### [ACTIVITY A]
Find every line in the records below that contains the string "negative", matching case exactly, and copy each of those lines.

On 3 September, China will be hosting a military parade to mark the 80th anniversary since the end of the Second World War (1939-1945). While the prevailing narrative sets Germany’s invasion of Poland in 1939 as the starting point of this conflict, the Asian theatre of the war can be traced as far back as 1931 to Japan’s gradual encroachment into Chinese territory, which culminated in the Second Sino-Japanese War (1937-1945). 

Known in mainland China as the War of Resistance against Japanese Aggression, this conflict was one of the major campaigns of World War II, resulting in the deaths of an estimated 20 million Chinese civilians and military personnel. 

Major parts of China’s east and south were conquered by Japan during this period, including key cities such as Beijing, Shanghai, Xiamen, Guangzhou and Hong Kong. 

Remarkably, Macao avoided falling into the hands of the Japanese due to a variety of factors, including the neutral status of the Portuguese government, which administered Macao at the time. However, far from being shielded from the impacts of World War II, Macao quickly became a dangerously overcrowded magnet for refugees hailing from all corners of the globe. 

[See more: A snapshot into 1930s Macao: the photographic legacy of Melville Jacoby]

“Obviously a great majority were Chinese, but there were also people from literally all over – from South America and stateless Russians…to a range of other nationalities,” says Helena Lopes, a modern Asian History lecturer with Cardiff University who wrote the book, Neutrality and Collaboration in South China: Macau during the Second World War. “The whole world really was somehow in Macao during the war years.” 

While there is no exact consensus on the number of people who fled to Macao, Lopes states that “there were at least half a million people living in Macao, 300,000 of whom were newcomers that arrived between ’37 and ’45.”

### [TASK INPUTS]
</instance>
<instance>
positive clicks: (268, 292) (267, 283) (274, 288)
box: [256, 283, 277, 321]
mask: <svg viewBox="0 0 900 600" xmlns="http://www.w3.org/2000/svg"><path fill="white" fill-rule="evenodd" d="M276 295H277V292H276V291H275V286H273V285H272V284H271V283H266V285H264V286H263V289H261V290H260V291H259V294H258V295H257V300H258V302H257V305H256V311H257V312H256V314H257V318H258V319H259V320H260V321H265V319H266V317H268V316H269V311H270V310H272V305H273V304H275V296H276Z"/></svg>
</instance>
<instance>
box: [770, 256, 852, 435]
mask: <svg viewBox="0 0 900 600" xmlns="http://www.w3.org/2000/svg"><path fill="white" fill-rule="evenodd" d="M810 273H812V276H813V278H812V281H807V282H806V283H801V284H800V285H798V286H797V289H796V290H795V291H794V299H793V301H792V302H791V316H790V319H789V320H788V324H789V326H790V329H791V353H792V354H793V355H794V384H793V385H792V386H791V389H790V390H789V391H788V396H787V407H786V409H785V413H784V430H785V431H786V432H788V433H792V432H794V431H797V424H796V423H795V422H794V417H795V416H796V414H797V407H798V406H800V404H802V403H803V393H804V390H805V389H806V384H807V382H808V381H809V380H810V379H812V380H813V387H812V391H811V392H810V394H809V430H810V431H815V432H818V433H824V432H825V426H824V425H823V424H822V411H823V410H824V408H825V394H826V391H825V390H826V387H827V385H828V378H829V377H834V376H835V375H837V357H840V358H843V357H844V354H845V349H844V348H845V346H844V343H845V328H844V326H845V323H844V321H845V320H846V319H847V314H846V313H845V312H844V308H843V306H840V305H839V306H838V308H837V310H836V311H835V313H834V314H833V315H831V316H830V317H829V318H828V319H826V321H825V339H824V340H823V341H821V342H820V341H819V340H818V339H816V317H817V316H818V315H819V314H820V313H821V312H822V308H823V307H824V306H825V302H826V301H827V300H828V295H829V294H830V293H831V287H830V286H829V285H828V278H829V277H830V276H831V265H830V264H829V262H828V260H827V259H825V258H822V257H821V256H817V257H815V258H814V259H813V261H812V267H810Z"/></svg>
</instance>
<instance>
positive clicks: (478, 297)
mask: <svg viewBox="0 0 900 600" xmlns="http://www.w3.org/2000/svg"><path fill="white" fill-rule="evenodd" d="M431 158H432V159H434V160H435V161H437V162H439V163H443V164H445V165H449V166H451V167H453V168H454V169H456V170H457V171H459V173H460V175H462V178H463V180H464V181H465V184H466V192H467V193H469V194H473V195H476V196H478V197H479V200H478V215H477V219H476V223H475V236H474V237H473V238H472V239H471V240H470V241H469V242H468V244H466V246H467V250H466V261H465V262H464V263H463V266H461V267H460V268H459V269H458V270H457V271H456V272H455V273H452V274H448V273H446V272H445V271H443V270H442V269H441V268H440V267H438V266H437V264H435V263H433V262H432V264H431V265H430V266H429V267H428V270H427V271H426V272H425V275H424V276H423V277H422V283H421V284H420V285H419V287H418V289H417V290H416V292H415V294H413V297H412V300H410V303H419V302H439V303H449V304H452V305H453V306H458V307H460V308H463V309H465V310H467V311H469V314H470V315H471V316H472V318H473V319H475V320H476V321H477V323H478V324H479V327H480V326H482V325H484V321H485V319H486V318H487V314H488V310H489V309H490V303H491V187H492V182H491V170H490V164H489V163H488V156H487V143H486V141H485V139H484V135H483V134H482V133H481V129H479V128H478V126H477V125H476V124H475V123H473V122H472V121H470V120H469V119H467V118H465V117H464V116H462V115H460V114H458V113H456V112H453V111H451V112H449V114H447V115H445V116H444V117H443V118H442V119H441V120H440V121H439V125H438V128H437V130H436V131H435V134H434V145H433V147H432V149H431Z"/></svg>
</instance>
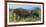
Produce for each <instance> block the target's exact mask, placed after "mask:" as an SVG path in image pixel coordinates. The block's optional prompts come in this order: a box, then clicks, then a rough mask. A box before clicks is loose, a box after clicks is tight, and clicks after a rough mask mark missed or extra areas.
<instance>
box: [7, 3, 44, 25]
mask: <svg viewBox="0 0 46 27" xmlns="http://www.w3.org/2000/svg"><path fill="white" fill-rule="evenodd" d="M9 4H19V5H40V6H41V21H36V22H16V23H9ZM42 10H43V5H42V4H27V3H11V2H8V3H7V24H8V25H14V24H32V23H42V22H43V11H42Z"/></svg>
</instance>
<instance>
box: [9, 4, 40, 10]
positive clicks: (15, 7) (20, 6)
mask: <svg viewBox="0 0 46 27" xmlns="http://www.w3.org/2000/svg"><path fill="white" fill-rule="evenodd" d="M33 7H41V6H39V5H16V4H9V8H10V9H16V8H23V9H28V10H29V9H34V8H33Z"/></svg>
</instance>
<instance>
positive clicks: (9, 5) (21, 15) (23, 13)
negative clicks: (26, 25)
mask: <svg viewBox="0 0 46 27" xmlns="http://www.w3.org/2000/svg"><path fill="white" fill-rule="evenodd" d="M5 12H6V15H7V16H6V15H5V16H6V17H5V21H6V22H7V25H9V26H17V25H38V24H44V3H42V2H25V1H6V9H5Z"/></svg>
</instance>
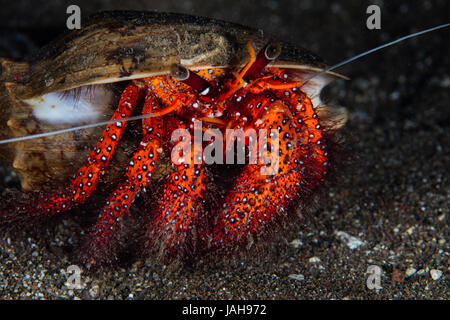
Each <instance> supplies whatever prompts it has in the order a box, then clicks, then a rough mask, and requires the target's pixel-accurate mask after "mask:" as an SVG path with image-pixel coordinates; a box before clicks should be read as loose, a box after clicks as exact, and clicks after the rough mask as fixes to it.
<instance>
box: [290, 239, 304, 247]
mask: <svg viewBox="0 0 450 320" xmlns="http://www.w3.org/2000/svg"><path fill="white" fill-rule="evenodd" d="M289 244H290V245H291V246H293V247H294V248H296V249H297V248H299V247H301V246H302V245H303V242H301V241H300V240H299V239H294V240H292V241H291V242H290V243H289Z"/></svg>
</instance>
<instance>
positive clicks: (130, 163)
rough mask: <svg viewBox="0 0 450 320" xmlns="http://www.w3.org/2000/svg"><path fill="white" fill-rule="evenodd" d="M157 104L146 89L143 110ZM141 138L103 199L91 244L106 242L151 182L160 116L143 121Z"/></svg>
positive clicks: (157, 107) (153, 109) (146, 111)
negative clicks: (118, 181)
mask: <svg viewBox="0 0 450 320" xmlns="http://www.w3.org/2000/svg"><path fill="white" fill-rule="evenodd" d="M159 109H160V108H159V105H158V103H157V102H156V99H155V97H154V96H153V94H152V93H151V91H150V90H148V91H147V96H146V98H145V104H144V108H143V113H144V114H147V113H154V112H157V111H158V110H159ZM142 131H143V138H142V141H141V143H140V144H139V149H138V150H137V151H136V153H135V154H134V156H133V157H132V159H131V160H130V162H129V164H128V167H127V169H126V175H125V176H126V179H125V181H123V182H122V183H120V185H119V186H118V188H117V189H116V190H115V191H114V193H113V194H112V195H111V196H110V197H109V199H108V201H107V202H106V206H105V207H104V209H103V211H102V214H101V216H100V219H99V221H98V223H97V225H96V227H95V233H94V235H93V237H94V240H93V242H94V243H92V245H94V244H101V245H106V244H107V243H108V242H109V240H110V238H111V235H112V233H113V230H114V229H115V227H116V226H117V224H118V223H119V221H120V218H122V216H123V215H124V214H126V213H127V212H128V209H129V207H130V206H131V204H132V203H133V202H134V200H135V198H136V196H137V195H138V194H139V193H140V192H141V191H143V190H144V189H145V188H146V187H147V186H148V185H149V184H150V182H151V178H152V174H153V171H154V169H155V165H156V161H157V155H158V152H159V149H160V147H161V137H162V133H163V123H162V119H161V118H159V117H157V118H153V117H152V118H146V119H143V120H142Z"/></svg>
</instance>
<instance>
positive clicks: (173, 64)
mask: <svg viewBox="0 0 450 320" xmlns="http://www.w3.org/2000/svg"><path fill="white" fill-rule="evenodd" d="M170 74H171V75H172V77H174V78H175V80H177V81H184V80H187V79H188V78H189V69H188V68H186V67H185V66H183V65H181V64H178V63H174V64H173V65H171V66H170Z"/></svg>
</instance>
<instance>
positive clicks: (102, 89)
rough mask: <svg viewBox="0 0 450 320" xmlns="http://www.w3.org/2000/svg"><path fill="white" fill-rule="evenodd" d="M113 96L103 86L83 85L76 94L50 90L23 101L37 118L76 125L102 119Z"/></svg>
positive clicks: (102, 119) (103, 116)
mask: <svg viewBox="0 0 450 320" xmlns="http://www.w3.org/2000/svg"><path fill="white" fill-rule="evenodd" d="M113 98H114V94H113V93H112V91H111V90H108V89H107V88H105V87H104V86H93V88H92V87H91V88H89V87H88V86H83V87H81V88H80V92H79V93H77V96H75V95H74V94H70V92H69V94H66V95H64V94H62V92H50V93H47V94H44V95H42V96H39V97H35V98H31V99H27V100H25V102H26V103H28V104H29V105H30V106H31V108H32V110H33V115H34V116H35V117H36V118H37V119H38V120H41V121H43V122H45V123H48V124H52V125H67V124H72V125H76V124H82V123H87V122H95V121H99V120H103V119H104V118H105V112H104V111H105V109H106V108H109V106H110V105H111V104H112V103H113Z"/></svg>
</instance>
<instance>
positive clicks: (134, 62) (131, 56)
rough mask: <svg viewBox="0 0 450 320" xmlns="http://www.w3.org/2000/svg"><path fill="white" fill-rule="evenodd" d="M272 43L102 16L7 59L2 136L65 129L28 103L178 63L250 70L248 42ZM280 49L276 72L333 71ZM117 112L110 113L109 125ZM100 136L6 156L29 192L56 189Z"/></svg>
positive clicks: (23, 149) (304, 51)
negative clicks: (31, 111) (79, 87)
mask: <svg viewBox="0 0 450 320" xmlns="http://www.w3.org/2000/svg"><path fill="white" fill-rule="evenodd" d="M269 40H271V39H270V38H268V37H265V36H264V34H263V32H262V31H258V30H254V29H251V28H248V27H244V26H241V25H238V24H233V23H228V22H224V21H220V20H214V19H209V18H201V17H195V16H189V15H183V14H172V13H155V12H134V11H112V12H103V13H99V14H96V15H94V16H92V17H91V18H90V19H89V21H88V22H87V23H86V25H85V26H84V27H83V28H82V29H80V30H75V31H70V32H67V33H66V34H64V35H63V36H62V37H60V38H59V39H57V40H56V41H54V42H53V43H51V44H50V45H48V46H46V47H44V48H42V49H41V50H40V51H39V52H38V53H37V54H36V55H34V56H32V57H30V58H29V59H28V61H27V62H11V61H9V60H5V59H2V60H0V62H1V65H2V73H1V74H0V81H1V84H2V85H1V87H0V107H1V108H2V114H1V115H0V126H1V127H2V130H1V133H0V137H2V138H5V137H11V136H13V137H15V136H23V135H29V134H33V133H40V132H45V131H50V130H55V129H61V128H63V127H64V126H58V127H56V126H54V125H48V124H45V123H41V122H39V121H37V120H36V119H35V118H34V117H33V115H32V113H31V110H30V106H29V105H28V104H27V103H26V102H25V101H24V100H26V99H29V98H33V97H40V96H42V95H43V94H46V93H49V92H56V91H62V90H67V89H71V88H76V87H80V86H84V85H89V84H100V83H113V82H119V81H124V80H129V79H135V78H142V77H144V76H151V75H157V74H164V73H168V72H169V67H170V65H172V64H173V63H180V62H181V63H182V64H184V65H185V66H187V67H189V68H194V69H202V68H213V67H222V66H226V67H229V66H238V65H243V64H245V63H246V61H248V58H249V54H248V51H247V47H246V45H247V43H248V41H252V42H253V43H254V44H255V46H256V48H257V50H258V49H260V48H262V47H263V46H264V45H265V44H266V43H267V42H268V41H269ZM281 46H282V54H281V56H280V57H279V58H278V59H277V61H276V65H286V66H287V67H289V68H299V69H302V68H306V69H311V70H322V69H323V68H325V67H326V65H325V64H324V63H323V61H322V60H321V59H320V58H318V57H317V56H316V55H314V54H313V53H311V52H309V51H308V50H306V49H303V48H300V47H296V46H293V45H290V44H287V43H282V44H281ZM112 112H113V110H109V113H108V112H105V115H104V117H105V119H107V118H108V117H109V116H110V115H111V114H112ZM8 128H9V129H8ZM101 130H102V128H96V129H88V130H83V131H82V132H73V133H67V134H63V135H58V136H51V137H47V138H42V139H36V140H29V141H24V142H19V143H14V144H10V145H8V146H7V148H6V149H5V147H3V149H2V150H0V152H1V154H2V155H3V157H4V158H6V159H7V161H10V162H11V163H13V167H15V169H16V172H17V173H18V174H19V176H20V178H21V181H22V186H23V188H24V189H27V190H31V189H51V188H52V187H53V185H54V184H59V183H60V182H61V181H63V180H65V179H66V178H67V176H68V175H70V174H72V173H73V171H74V169H76V168H77V167H79V166H80V165H81V163H82V161H83V159H85V157H86V156H87V154H88V153H89V151H90V149H91V148H92V146H93V144H94V143H95V140H96V139H97V138H98V136H99V135H100V133H101ZM119 153H120V150H119ZM117 157H119V158H120V154H119V155H118V156H117ZM123 158H126V156H124V157H123ZM124 161H125V160H124Z"/></svg>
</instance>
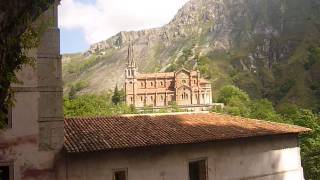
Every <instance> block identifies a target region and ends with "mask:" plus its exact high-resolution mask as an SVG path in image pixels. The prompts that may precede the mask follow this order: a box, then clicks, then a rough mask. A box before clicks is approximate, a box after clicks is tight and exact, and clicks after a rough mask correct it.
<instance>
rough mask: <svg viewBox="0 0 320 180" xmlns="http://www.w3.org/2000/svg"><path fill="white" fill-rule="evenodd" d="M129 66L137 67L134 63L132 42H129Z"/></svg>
mask: <svg viewBox="0 0 320 180" xmlns="http://www.w3.org/2000/svg"><path fill="white" fill-rule="evenodd" d="M127 59H128V66H129V67H135V66H136V63H135V61H134V53H133V43H132V42H131V40H129V45H128V57H127Z"/></svg>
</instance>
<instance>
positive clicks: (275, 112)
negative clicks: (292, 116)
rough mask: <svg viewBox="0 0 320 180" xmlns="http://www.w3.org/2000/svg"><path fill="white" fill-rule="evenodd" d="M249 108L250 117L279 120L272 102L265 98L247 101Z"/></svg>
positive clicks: (273, 119)
mask: <svg viewBox="0 0 320 180" xmlns="http://www.w3.org/2000/svg"><path fill="white" fill-rule="evenodd" d="M249 109H250V113H249V114H250V115H249V117H250V118H254V119H265V120H270V121H280V117H279V115H278V114H277V112H276V111H275V109H274V107H273V105H272V102H270V101H269V100H267V99H260V100H254V101H251V102H250V103H249Z"/></svg>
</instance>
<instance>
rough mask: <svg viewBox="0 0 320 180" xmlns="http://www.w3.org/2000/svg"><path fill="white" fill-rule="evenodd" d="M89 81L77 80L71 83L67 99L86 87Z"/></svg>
mask: <svg viewBox="0 0 320 180" xmlns="http://www.w3.org/2000/svg"><path fill="white" fill-rule="evenodd" d="M88 85H89V83H88V82H86V81H79V82H77V83H75V84H72V85H71V87H70V91H69V99H74V98H76V95H77V93H78V92H79V91H81V90H82V89H84V88H86V87H88Z"/></svg>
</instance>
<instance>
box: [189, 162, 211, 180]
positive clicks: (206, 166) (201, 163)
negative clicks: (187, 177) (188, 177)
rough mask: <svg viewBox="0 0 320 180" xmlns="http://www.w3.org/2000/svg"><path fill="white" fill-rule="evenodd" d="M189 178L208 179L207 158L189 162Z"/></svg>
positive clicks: (194, 179)
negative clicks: (200, 159) (207, 172)
mask: <svg viewBox="0 0 320 180" xmlns="http://www.w3.org/2000/svg"><path fill="white" fill-rule="evenodd" d="M189 180H207V163H206V160H199V161H192V162H189Z"/></svg>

### [ACTIVITY B]
Output the part of the passage on wartime Macao between "On 3 September, China" and "and military personnel.", inclusive, copied word for word.

### [RESPONSE A]
negative clicks: (26, 25)
negative clicks: (118, 181)
negative clicks: (31, 111) (79, 87)
negative clicks: (292, 116)
negative clicks: (187, 177) (188, 177)
negative clicks: (200, 159) (207, 172)

### [RESPONSE B]
On 3 September, China will be hosting a military parade to mark the 80th anniversary since the end of the Second World War (1939-1945). While the prevailing narrative sets Germany’s invasion of Poland in 1939 as the starting point of this conflict, the Asian theatre of the war can be traced as far back as 1931 to Japan’s gradual encroachment into Chinese territory, which culminated in the Second Sino-Japanese War (1937-1945). 

Known in mainland China as the War of Resistance against Japanese Aggression, this conflict was one of the major campaigns of World War II, resulting in the deaths of an estimated 20 million Chinese civilians and military personnel.